--- PROBLEM TO SOLVE ---
Render the lines of the material below, between the line containing "of the brick" and the line containing "[(879, 423)]", inclusive, as a Markdown table with the columns Row and Line. Number each line, and omit any blank lines.

--- SOURCE MATERIAL ---
++++++++++++++++++++
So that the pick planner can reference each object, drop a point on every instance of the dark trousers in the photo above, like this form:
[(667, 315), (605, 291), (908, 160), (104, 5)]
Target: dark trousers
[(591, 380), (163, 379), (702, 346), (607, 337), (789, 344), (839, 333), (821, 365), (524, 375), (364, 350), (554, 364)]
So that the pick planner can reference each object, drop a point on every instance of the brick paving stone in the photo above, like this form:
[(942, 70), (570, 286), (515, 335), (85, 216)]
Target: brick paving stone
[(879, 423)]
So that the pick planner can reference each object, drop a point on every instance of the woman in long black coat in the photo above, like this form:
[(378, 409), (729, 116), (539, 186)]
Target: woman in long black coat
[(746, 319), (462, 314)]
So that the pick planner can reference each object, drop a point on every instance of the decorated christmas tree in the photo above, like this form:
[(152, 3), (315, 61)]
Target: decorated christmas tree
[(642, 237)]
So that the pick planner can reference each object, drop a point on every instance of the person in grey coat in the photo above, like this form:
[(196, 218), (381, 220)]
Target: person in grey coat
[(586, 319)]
++++++++++++++++++++
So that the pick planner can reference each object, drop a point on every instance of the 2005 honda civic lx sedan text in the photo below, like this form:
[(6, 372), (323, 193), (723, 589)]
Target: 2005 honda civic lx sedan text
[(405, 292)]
++++++++++++++++++++
--- RESULT ---
| Row | Line |
|---|---|
| 1 | So that the pick planner can reference each object, drop a point on every instance of the brick paving stone in the photo above, like this form: |
| 2 | [(942, 70), (570, 286), (515, 335), (85, 216)] |
| 3 | Target: brick paving stone |
| 4 | [(879, 423)] |